16La doublure est en coton rouge, sauf pour le voile de calice et la bourse de corporal où elle est jaune.
17Les choix du traitement des sujets et des thèmes par les Clarisses, leurs sources d’inspiration artistique pour chaque élément de l’ornement, sont connues par les archives laissées par la communauté et par l’article déjà cité du chanoine Barthe qui les décrit en détail et donne également la transcription des inscriptions latines qui accompagnent les représentations des saints9. Toutefois, les références aux manuscrits anciens ou aux peintures conservées dans différents musées d’Europe, même lorsqu’il a été possible de les retrouver, ne permettent pas toujours de faire correspondre les images des œuvres et les réalisations, tant l’interprétation des Clarisses est créative.
18La chasuble (h. 118 cm ; la. 69 cm)

──────────

**PROBLÈME À RÉSOUDRE:** Prolongez le texte sur l'ornement liturgique brodé par les Clarisses à partir de l'endroit où il s'arrête. Le matériel qui suit ne joue aucun rôle ici.

**DONNÉES PRÉSENTÉES:**
──────────

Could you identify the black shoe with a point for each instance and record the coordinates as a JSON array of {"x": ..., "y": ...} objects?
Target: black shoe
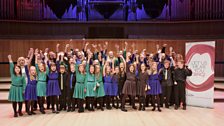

──────────

**RÉSULTAT ATTENDU:**
19Comme pour la chasuble créée au XVIIe siècle pour Pierre Ollier, qui sert de modèle aux Clarisses, la forme choisie est « à la française », ou plus familièrement « en forme de violon ». Les motifs et les personnages évoquent, en plus de ses saints patrons, des souvenirs ou des lieux symboliques de la vie de Mgr Eyssautier.
20Sur le devant, une large bande verticale porte les armes de l’évêque sous un chapeau épiscopal, d’azur à la gerbe d’or, liée de même, au chef d’argent, chargé de trois roses de gueule. Sa devise « Sint unum », « qu’ils ne soient qu’un » (comme moi et mon père ne faisons qu’un) rappelle une prière de Jésus dans l’évangile selon saint Jean (fig. 6).
Fig. 6
La Rochelle (Charente-Maritime), cathédrale Saint-Louis, chasuble de Mgr Eyssautier, vue d’ensemble et détail du devant
© M.-F. Levoir
21Au-dessous, figurent trois médaillons. Celui qui domine la composition est orné de la statue de Notre Dame de Recouvrance, que Mgr Eyssautier vénérait et dont il a développé le culte. C’est l’image de la statue de l’église saint-Martin de Pons, sculpture en bois polychrome du XIXe siècle qui a servi de modèle (fig. 7).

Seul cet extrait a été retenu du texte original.